→ **INSTRUCTIONS TO FOLLOW**
Lines containing the word "beach" are to be copied from the data below.

[[ DATA, beginning ]]

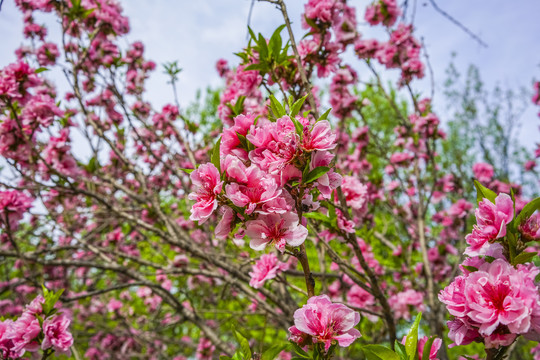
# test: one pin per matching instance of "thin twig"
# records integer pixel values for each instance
(457, 23)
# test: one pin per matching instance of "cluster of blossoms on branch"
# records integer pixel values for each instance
(497, 297)
(40, 326)
(257, 161)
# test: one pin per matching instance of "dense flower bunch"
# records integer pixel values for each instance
(383, 11)
(259, 160)
(360, 202)
(39, 327)
(324, 322)
(495, 300)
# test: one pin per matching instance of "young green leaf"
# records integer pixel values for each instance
(527, 211)
(412, 339)
(400, 350)
(483, 192)
(216, 158)
(524, 257)
(379, 352)
(276, 107)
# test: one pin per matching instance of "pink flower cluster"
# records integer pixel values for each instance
(325, 322)
(383, 11)
(401, 51)
(491, 224)
(492, 301)
(266, 268)
(23, 334)
(259, 160)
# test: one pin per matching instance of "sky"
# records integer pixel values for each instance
(198, 33)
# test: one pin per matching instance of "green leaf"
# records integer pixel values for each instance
(244, 345)
(325, 115)
(379, 352)
(483, 192)
(299, 127)
(272, 352)
(263, 48)
(50, 300)
(317, 216)
(524, 257)
(276, 42)
(252, 34)
(427, 347)
(215, 158)
(276, 107)
(527, 211)
(315, 174)
(295, 108)
(242, 139)
(400, 350)
(412, 339)
(92, 165)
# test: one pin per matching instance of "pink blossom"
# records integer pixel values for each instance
(355, 192)
(56, 334)
(13, 205)
(493, 218)
(435, 346)
(265, 268)
(321, 137)
(483, 172)
(207, 179)
(325, 322)
(275, 229)
(401, 303)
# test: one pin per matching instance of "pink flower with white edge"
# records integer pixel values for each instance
(355, 192)
(266, 268)
(325, 322)
(492, 218)
(207, 179)
(498, 294)
(275, 229)
(329, 181)
(258, 190)
(321, 137)
(57, 335)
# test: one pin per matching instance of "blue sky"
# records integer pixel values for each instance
(197, 33)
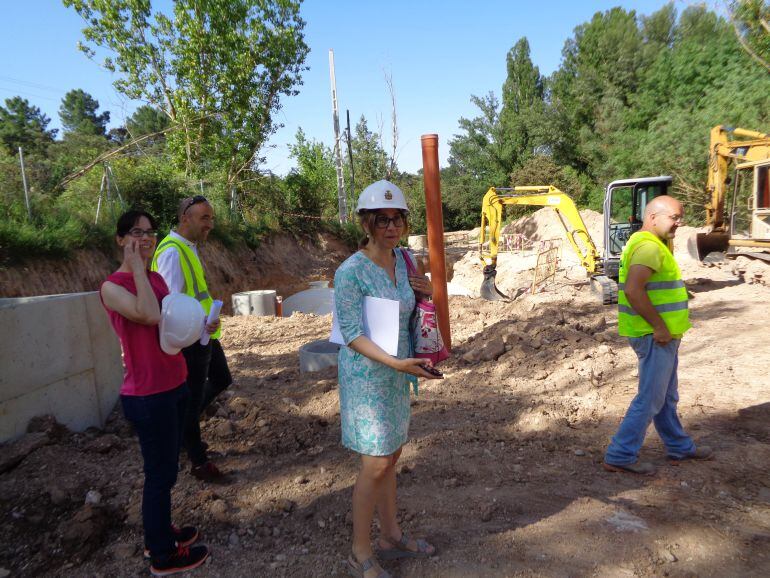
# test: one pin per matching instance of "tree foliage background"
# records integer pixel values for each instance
(635, 95)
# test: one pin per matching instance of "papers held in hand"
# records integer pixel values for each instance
(380, 324)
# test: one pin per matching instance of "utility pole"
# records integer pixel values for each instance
(337, 149)
(352, 192)
(24, 180)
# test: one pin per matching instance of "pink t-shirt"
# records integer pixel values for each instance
(148, 370)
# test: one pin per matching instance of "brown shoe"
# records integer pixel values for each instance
(700, 453)
(208, 472)
(640, 468)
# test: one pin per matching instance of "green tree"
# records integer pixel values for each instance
(24, 125)
(522, 109)
(312, 185)
(751, 20)
(78, 114)
(217, 68)
(370, 161)
(146, 120)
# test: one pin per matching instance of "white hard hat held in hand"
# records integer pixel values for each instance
(181, 322)
(381, 195)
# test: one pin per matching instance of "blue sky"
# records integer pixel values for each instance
(438, 54)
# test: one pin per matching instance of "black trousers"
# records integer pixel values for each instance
(158, 421)
(207, 377)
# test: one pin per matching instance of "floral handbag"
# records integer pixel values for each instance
(426, 337)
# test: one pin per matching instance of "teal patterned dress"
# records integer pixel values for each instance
(374, 398)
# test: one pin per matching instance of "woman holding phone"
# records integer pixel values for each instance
(153, 393)
(374, 386)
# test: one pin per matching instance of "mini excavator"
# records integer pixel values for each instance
(624, 204)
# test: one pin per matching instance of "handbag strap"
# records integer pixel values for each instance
(410, 268)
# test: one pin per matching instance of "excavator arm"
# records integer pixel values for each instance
(754, 146)
(546, 196)
(745, 146)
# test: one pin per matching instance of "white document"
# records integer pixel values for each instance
(380, 324)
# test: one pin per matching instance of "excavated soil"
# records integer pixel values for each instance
(282, 262)
(502, 471)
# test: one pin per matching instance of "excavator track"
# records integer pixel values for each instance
(606, 288)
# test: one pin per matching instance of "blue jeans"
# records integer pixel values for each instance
(656, 401)
(158, 421)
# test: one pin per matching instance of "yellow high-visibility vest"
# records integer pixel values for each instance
(192, 270)
(665, 289)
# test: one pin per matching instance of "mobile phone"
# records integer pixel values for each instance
(432, 370)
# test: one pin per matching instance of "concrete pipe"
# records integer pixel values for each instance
(241, 303)
(317, 355)
(262, 302)
(315, 301)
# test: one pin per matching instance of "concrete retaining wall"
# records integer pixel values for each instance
(58, 356)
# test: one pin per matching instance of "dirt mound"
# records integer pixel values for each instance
(502, 471)
(545, 224)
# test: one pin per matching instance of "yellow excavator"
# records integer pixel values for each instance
(624, 204)
(744, 227)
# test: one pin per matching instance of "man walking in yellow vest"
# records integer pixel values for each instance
(208, 375)
(653, 314)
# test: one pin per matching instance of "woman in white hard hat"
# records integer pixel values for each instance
(374, 386)
(153, 394)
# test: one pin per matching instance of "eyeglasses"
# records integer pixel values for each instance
(675, 218)
(194, 201)
(382, 221)
(139, 233)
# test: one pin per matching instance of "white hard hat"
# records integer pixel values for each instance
(381, 195)
(181, 322)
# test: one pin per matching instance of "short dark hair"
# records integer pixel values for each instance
(130, 218)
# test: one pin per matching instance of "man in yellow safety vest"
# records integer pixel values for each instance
(208, 375)
(653, 314)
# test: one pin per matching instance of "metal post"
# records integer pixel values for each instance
(99, 202)
(337, 152)
(435, 221)
(352, 192)
(24, 180)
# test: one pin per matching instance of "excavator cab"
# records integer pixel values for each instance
(624, 205)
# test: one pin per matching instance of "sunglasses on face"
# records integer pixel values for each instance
(194, 201)
(138, 233)
(382, 221)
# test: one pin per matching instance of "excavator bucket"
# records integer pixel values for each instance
(704, 243)
(489, 290)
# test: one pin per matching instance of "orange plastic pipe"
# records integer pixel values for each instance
(435, 220)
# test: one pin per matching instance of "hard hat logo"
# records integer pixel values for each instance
(181, 322)
(381, 195)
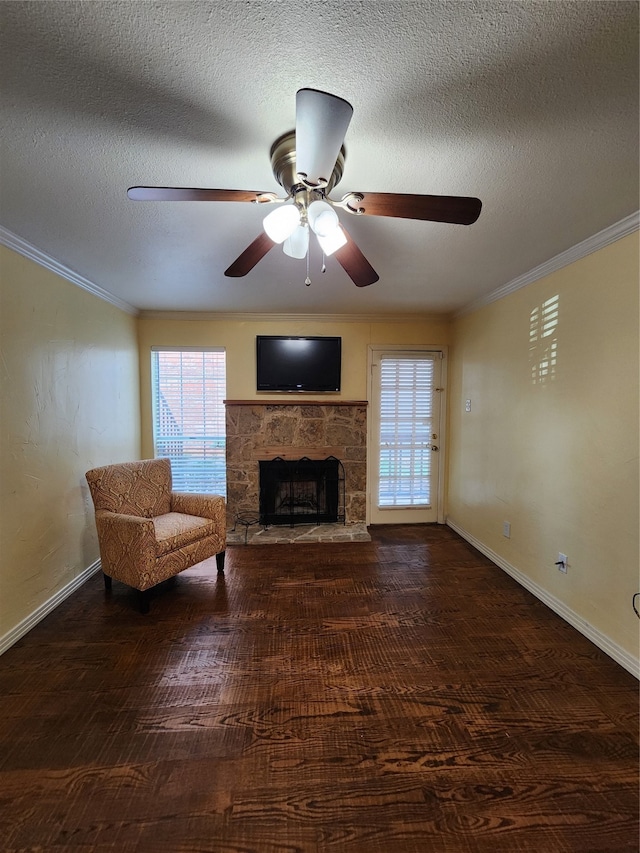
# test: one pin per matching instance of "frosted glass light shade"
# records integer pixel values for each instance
(297, 244)
(281, 222)
(322, 218)
(332, 242)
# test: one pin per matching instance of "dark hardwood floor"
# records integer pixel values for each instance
(397, 696)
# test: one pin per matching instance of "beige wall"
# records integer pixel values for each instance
(238, 337)
(69, 400)
(557, 458)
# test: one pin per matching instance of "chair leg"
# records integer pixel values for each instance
(144, 597)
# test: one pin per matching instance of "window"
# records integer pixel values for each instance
(188, 391)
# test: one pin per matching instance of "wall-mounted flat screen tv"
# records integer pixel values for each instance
(309, 363)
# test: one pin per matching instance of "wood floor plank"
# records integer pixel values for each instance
(395, 696)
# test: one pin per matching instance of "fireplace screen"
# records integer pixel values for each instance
(306, 491)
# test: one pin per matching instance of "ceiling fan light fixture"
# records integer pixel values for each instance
(281, 222)
(297, 244)
(330, 243)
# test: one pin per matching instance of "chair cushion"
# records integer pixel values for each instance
(174, 530)
(133, 488)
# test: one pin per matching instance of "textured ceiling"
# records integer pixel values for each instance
(532, 107)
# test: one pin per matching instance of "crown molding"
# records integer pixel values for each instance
(603, 238)
(12, 241)
(302, 318)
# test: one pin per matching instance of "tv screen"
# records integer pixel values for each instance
(308, 363)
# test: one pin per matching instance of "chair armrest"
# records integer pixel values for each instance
(126, 537)
(205, 506)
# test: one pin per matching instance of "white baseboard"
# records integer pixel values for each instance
(33, 618)
(604, 643)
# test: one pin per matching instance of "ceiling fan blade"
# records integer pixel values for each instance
(245, 262)
(354, 263)
(189, 194)
(321, 124)
(459, 210)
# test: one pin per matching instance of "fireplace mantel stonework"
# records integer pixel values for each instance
(259, 429)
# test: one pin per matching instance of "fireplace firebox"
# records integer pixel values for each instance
(304, 491)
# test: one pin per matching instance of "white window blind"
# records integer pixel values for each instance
(188, 391)
(406, 393)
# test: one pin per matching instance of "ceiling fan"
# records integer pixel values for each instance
(308, 163)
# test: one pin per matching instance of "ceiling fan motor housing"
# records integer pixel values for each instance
(283, 164)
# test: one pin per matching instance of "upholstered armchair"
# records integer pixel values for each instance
(148, 533)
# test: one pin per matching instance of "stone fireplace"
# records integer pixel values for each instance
(259, 431)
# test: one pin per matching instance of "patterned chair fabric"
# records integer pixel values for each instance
(148, 533)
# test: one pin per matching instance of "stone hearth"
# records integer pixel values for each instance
(258, 430)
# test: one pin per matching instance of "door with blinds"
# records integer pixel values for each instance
(188, 391)
(405, 437)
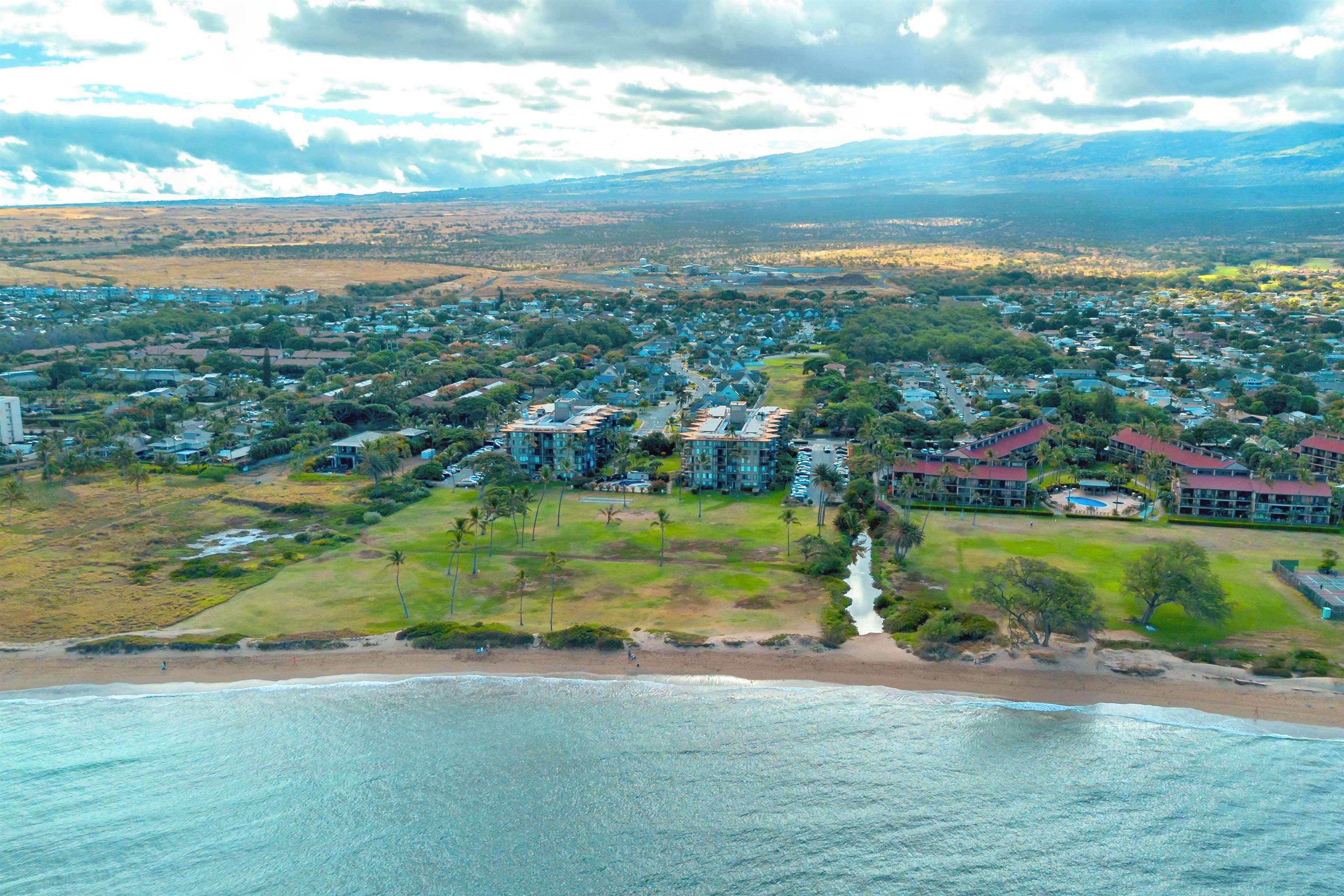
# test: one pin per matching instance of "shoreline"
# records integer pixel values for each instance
(1077, 678)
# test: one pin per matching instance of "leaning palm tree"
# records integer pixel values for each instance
(902, 534)
(789, 518)
(554, 566)
(456, 536)
(397, 559)
(494, 510)
(662, 520)
(11, 495)
(565, 469)
(522, 585)
(545, 476)
(476, 523)
(137, 476)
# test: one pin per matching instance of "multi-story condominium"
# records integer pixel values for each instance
(1284, 500)
(1015, 445)
(734, 448)
(1324, 452)
(564, 432)
(11, 421)
(947, 483)
(1132, 448)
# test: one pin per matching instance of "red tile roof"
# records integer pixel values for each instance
(1030, 436)
(1252, 484)
(982, 472)
(1175, 453)
(1326, 442)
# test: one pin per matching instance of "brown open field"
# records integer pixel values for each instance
(68, 560)
(244, 273)
(14, 276)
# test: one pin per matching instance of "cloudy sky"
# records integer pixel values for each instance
(105, 100)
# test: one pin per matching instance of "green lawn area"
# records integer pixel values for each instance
(733, 555)
(1265, 613)
(787, 379)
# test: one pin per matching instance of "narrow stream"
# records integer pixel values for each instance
(863, 592)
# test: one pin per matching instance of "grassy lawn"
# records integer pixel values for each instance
(1265, 613)
(787, 379)
(69, 559)
(725, 573)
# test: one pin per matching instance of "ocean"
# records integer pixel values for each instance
(512, 786)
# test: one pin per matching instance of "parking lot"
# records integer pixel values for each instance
(812, 456)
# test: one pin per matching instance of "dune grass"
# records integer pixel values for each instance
(1265, 613)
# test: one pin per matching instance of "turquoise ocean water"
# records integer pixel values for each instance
(542, 786)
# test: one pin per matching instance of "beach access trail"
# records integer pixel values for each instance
(1076, 678)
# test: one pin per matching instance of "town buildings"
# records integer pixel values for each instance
(11, 421)
(734, 448)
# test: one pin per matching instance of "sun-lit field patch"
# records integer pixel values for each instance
(733, 554)
(1264, 610)
(93, 558)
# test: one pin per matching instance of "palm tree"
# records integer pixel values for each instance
(522, 584)
(908, 490)
(945, 473)
(476, 522)
(789, 518)
(554, 565)
(456, 536)
(545, 476)
(494, 507)
(523, 497)
(565, 471)
(902, 534)
(662, 520)
(397, 559)
(136, 475)
(123, 457)
(13, 494)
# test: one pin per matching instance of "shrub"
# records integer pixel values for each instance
(912, 616)
(682, 639)
(449, 636)
(314, 641)
(586, 636)
(429, 472)
(836, 625)
(198, 569)
(124, 644)
(218, 643)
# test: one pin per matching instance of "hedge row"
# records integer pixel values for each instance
(924, 506)
(1245, 525)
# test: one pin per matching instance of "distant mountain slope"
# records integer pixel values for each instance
(1158, 160)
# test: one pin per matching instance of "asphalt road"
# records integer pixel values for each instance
(955, 398)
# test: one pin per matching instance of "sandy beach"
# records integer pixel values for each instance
(1077, 678)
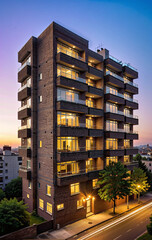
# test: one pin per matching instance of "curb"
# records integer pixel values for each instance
(108, 219)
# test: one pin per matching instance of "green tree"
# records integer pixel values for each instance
(14, 188)
(114, 182)
(13, 216)
(2, 194)
(139, 182)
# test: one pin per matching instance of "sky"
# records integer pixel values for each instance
(123, 27)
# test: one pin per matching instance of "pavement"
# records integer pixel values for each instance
(85, 224)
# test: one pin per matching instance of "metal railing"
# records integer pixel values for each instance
(22, 66)
(71, 76)
(114, 75)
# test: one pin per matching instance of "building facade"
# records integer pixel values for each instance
(76, 116)
(9, 166)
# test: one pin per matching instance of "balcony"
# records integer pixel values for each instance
(114, 98)
(72, 131)
(24, 112)
(24, 132)
(131, 86)
(24, 71)
(130, 71)
(114, 79)
(24, 151)
(24, 92)
(68, 81)
(71, 62)
(76, 106)
(113, 63)
(25, 173)
(117, 115)
(65, 156)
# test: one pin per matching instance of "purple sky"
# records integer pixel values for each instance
(123, 27)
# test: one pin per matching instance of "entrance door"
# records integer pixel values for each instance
(88, 206)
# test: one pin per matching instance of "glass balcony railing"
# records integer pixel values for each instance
(25, 64)
(68, 75)
(128, 65)
(114, 75)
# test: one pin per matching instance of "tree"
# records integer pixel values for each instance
(14, 188)
(2, 194)
(139, 182)
(13, 216)
(115, 183)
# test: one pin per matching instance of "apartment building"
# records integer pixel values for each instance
(9, 166)
(76, 116)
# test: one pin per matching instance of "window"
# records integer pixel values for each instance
(49, 208)
(79, 204)
(75, 188)
(94, 184)
(40, 99)
(41, 204)
(40, 143)
(111, 159)
(67, 119)
(48, 190)
(111, 143)
(67, 144)
(60, 206)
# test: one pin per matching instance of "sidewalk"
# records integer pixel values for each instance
(86, 223)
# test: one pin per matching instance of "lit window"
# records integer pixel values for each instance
(48, 190)
(49, 208)
(79, 204)
(60, 206)
(41, 203)
(94, 183)
(75, 188)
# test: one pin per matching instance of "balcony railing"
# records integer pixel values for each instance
(68, 75)
(70, 53)
(22, 66)
(115, 59)
(83, 102)
(130, 83)
(128, 65)
(114, 75)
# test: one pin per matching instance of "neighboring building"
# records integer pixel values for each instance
(76, 116)
(9, 166)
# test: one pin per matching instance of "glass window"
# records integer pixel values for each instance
(79, 204)
(111, 143)
(75, 188)
(67, 144)
(49, 208)
(48, 190)
(60, 206)
(41, 203)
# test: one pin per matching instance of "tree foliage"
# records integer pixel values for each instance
(13, 216)
(115, 183)
(14, 188)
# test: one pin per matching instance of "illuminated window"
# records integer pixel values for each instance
(49, 208)
(94, 184)
(79, 204)
(48, 190)
(40, 143)
(67, 144)
(67, 168)
(41, 204)
(111, 159)
(75, 188)
(111, 143)
(67, 119)
(60, 206)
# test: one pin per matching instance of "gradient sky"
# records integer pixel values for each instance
(123, 27)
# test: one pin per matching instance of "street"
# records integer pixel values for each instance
(128, 227)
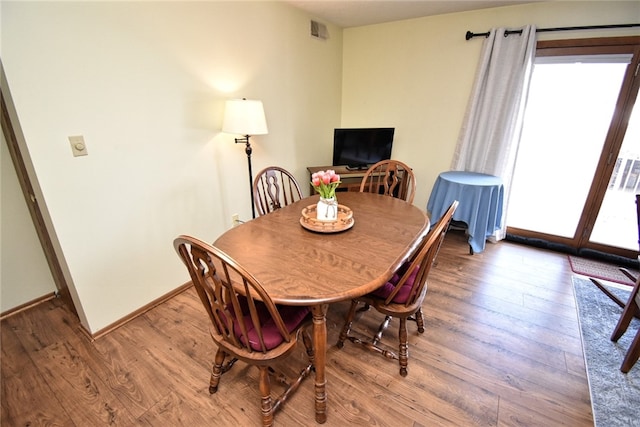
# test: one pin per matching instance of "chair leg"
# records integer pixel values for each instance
(347, 324)
(216, 371)
(419, 320)
(630, 311)
(265, 395)
(403, 356)
(632, 354)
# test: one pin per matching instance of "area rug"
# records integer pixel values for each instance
(599, 270)
(615, 397)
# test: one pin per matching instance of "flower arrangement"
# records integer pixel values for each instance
(325, 183)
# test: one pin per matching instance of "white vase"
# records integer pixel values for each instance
(327, 209)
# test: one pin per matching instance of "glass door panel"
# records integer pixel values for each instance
(616, 224)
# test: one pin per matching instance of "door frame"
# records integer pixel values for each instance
(615, 136)
(12, 131)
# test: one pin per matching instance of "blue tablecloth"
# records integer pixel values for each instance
(481, 198)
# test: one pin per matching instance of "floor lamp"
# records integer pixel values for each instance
(245, 117)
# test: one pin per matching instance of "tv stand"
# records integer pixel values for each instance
(350, 178)
(357, 167)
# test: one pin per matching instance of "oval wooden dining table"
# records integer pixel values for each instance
(297, 266)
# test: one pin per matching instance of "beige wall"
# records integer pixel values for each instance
(417, 74)
(145, 83)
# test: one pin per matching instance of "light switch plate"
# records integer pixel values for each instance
(78, 146)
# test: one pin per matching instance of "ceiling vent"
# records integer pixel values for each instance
(319, 30)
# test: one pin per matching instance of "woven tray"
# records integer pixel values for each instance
(344, 222)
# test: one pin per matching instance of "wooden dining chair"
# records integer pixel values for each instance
(391, 178)
(273, 188)
(401, 296)
(631, 310)
(245, 323)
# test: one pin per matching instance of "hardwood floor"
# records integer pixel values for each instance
(501, 348)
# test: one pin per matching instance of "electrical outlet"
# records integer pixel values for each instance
(78, 146)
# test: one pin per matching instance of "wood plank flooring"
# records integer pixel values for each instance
(501, 348)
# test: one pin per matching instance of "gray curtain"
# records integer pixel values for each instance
(490, 133)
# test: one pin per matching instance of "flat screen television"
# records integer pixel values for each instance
(360, 148)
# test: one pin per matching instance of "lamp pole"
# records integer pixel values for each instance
(248, 150)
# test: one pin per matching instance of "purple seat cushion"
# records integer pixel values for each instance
(292, 316)
(403, 294)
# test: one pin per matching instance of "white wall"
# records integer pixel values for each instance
(417, 74)
(25, 274)
(145, 83)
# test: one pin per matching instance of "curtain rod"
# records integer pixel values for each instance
(471, 35)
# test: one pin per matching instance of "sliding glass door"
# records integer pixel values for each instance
(575, 181)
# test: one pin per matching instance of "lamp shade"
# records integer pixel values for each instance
(244, 117)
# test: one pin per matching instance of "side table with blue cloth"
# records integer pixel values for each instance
(481, 197)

[[ DATA, end ]]

→ **RESPONSE AREA**
# test: one pin per matching instance of "beach access trail"
# test: one pin per matching instance of "sandy beach"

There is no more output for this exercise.